GOAL: Copy the lines below as they are; omit the images they contain.

[Items listed in a dataset]
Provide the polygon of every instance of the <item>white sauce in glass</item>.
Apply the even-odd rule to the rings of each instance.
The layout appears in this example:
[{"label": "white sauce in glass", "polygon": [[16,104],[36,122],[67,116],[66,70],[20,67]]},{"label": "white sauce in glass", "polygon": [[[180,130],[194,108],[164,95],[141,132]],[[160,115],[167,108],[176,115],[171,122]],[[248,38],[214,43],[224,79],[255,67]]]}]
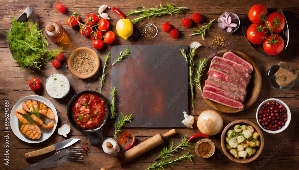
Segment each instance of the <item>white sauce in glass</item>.
[{"label": "white sauce in glass", "polygon": [[68,93],[70,86],[66,77],[60,74],[56,74],[51,76],[47,80],[46,90],[50,96],[61,99]]}]

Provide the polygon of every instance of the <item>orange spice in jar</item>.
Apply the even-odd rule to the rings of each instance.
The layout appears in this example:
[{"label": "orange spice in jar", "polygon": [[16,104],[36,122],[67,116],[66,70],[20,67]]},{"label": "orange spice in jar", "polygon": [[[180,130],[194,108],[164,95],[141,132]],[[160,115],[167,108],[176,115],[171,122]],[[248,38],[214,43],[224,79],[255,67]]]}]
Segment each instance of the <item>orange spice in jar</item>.
[{"label": "orange spice in jar", "polygon": [[59,42],[63,39],[64,29],[61,24],[56,22],[51,22],[46,26],[46,35],[53,43]]}]

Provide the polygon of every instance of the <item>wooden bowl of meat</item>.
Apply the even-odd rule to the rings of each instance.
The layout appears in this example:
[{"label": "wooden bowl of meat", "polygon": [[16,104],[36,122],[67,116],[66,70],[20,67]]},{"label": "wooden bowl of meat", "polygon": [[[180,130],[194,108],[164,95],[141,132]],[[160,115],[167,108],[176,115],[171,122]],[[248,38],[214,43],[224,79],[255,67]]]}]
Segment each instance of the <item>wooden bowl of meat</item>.
[{"label": "wooden bowl of meat", "polygon": [[233,113],[255,102],[261,88],[262,76],[250,56],[237,50],[224,49],[211,54],[206,62],[200,93],[209,106]]},{"label": "wooden bowl of meat", "polygon": [[264,137],[258,126],[245,120],[233,121],[222,132],[221,147],[230,159],[249,163],[258,157],[264,148]]}]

EXERCISE OUTPUT:
Provide the polygon of every instance of the <item>white sauce in glass</item>.
Apply the even-odd rule to the rings of each instance.
The layout appears in this example:
[{"label": "white sauce in glass", "polygon": [[16,104],[36,122],[67,116],[66,70],[20,67]]},{"label": "white sauce in glass", "polygon": [[[180,130],[194,108],[164,95],[141,132]],[[160,115],[167,108],[176,115],[171,122]],[[248,38],[214,43],[224,79],[255,67]]]}]
Segment each instance of the <item>white sauce in glass</item>.
[{"label": "white sauce in glass", "polygon": [[68,93],[70,86],[66,77],[60,74],[56,74],[51,76],[47,80],[46,90],[50,96],[61,99]]}]

Provide the polygon of every instance of the <item>orange spice in jar</item>.
Apply the even-odd rule to the rings of each instance.
The layout appears in this example:
[{"label": "orange spice in jar", "polygon": [[16,104],[36,122],[67,116],[66,70],[20,67]]},{"label": "orange spice in jar", "polygon": [[[180,130],[194,108],[164,95],[141,132]],[[160,115],[167,108],[176,115],[171,122]],[[248,38],[214,43],[224,79],[255,67]]]}]
Segment each instance of the <item>orange spice in jar</item>.
[{"label": "orange spice in jar", "polygon": [[59,42],[63,39],[64,29],[61,24],[56,22],[51,22],[46,26],[46,35],[53,43]]}]

Provide the polygon of every instance of the <item>wooden bowl of meat</item>.
Apply the even-odd rule to the rings of each instance.
The layout appears in this example:
[{"label": "wooden bowl of meat", "polygon": [[16,104],[36,122],[67,116],[66,70],[20,67]]},{"label": "wooden bowl of meat", "polygon": [[[180,130],[194,108],[164,95],[141,132]],[[160,115],[167,108],[176,115],[171,122]],[[248,38],[214,43],[224,79],[255,67]]]}]
Segment each instance of the <item>wooden bowl of meat</item>.
[{"label": "wooden bowl of meat", "polygon": [[233,113],[255,102],[261,88],[262,76],[250,56],[237,50],[224,49],[211,54],[206,62],[200,93],[209,106]]},{"label": "wooden bowl of meat", "polygon": [[264,137],[258,126],[245,120],[233,121],[222,132],[221,147],[230,159],[249,163],[258,157],[264,148]]}]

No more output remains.